Top of Source document

= June Reinisch =

American psychologist

June Machover Reinisch (born 1943) is an American psychologist who has helped advance the public's general knowledge of human sexual activity. From 1982 to 1993, she was director of the Kinsey Institute at Indiana University. Her research at the Institute focused on sexual and psychosexual development. She has published more than 100 scientific papers in such journals as Science, Nature, JAMA, American Psychologist, Hormones and Behavior, MMWR, JPSP, Archives of Internal Medicine, and the British and American Journals or Psychiatry.

==Biography==
Reinisch was born and raised in New York City. Her mother was a librarian and her father was a U.S. naval officer serving as Fire Chief and Head Security Officer of the Panama Canal Zone during World War II under Admiral Kingman. He also served as Head of Regional Counter Intelligence for Central and South America and as a lieutenant in the New York City Fire Department. She received her B.Sc. in psychology from New York University, her M.A. from Columbia University Teachers College in 1966, and her Ph.D. in developmental psychology from Columbia University. Prior to returning to graduate school, she was Vice President of Publicity and Promotion for Daedalus Productions, which managed Sly and the Family Stone and Peaches & Herb. She managed The Cafe Au Go Go on Bleecker Street in Greenwich Village, New York, and was the East Coast representative for Bishop Industries including Joseph Marshall wigs, Plus White Plus toothpaste, and Hazel Bishop makeup.
Reinisch taught Intro to Psychology for a time at Rutgers University New Brunswick campus in the early 1980s. She is an elected Fellow of the Society for the Scientific Study of Sexuality.

Bottom of Source document
Top of Available data

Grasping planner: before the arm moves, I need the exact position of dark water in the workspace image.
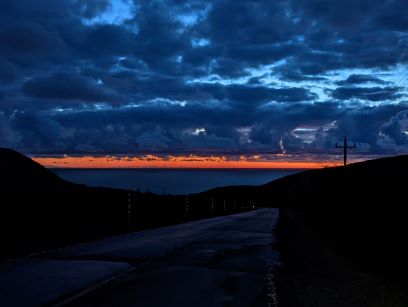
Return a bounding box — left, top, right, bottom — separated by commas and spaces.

Bottom of Available data
Top of Available data

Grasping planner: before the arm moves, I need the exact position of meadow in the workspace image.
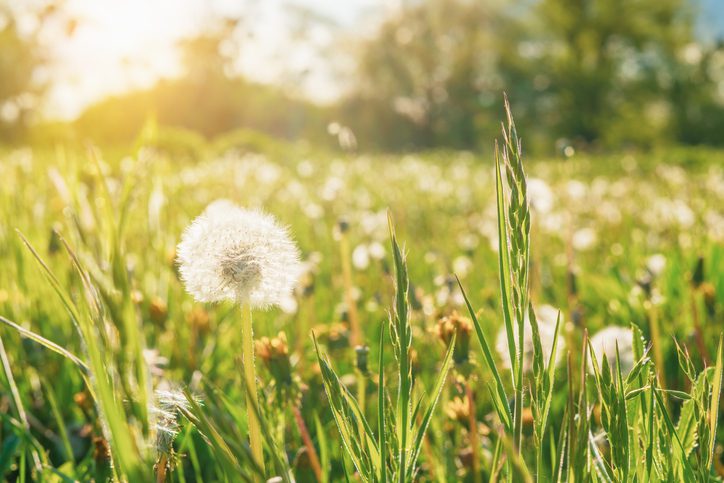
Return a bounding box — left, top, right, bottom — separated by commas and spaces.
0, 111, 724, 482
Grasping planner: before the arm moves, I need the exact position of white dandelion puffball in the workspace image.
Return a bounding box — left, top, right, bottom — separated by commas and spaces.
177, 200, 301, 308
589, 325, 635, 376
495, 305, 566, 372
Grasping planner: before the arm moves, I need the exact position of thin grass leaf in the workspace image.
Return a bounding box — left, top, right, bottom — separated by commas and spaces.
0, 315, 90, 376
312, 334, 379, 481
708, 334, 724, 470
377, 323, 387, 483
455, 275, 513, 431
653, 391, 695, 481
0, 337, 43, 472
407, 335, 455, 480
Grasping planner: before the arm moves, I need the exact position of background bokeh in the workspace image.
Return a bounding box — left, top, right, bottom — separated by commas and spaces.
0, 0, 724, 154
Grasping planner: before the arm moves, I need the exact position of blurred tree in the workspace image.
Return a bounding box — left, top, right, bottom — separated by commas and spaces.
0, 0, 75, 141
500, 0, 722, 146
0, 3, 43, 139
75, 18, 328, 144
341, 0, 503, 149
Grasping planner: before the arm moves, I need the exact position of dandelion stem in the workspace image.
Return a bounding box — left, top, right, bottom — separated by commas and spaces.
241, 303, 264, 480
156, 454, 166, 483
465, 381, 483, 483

Bottom of Available data
Top of Available data

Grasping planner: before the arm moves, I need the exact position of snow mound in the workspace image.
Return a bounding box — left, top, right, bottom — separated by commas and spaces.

Bottom of Available data

Your instructions: According to the biography of June Reinisch, from which university did she receive her M.A., and in what year?

Response: Columbia University Teachers College, in 1966.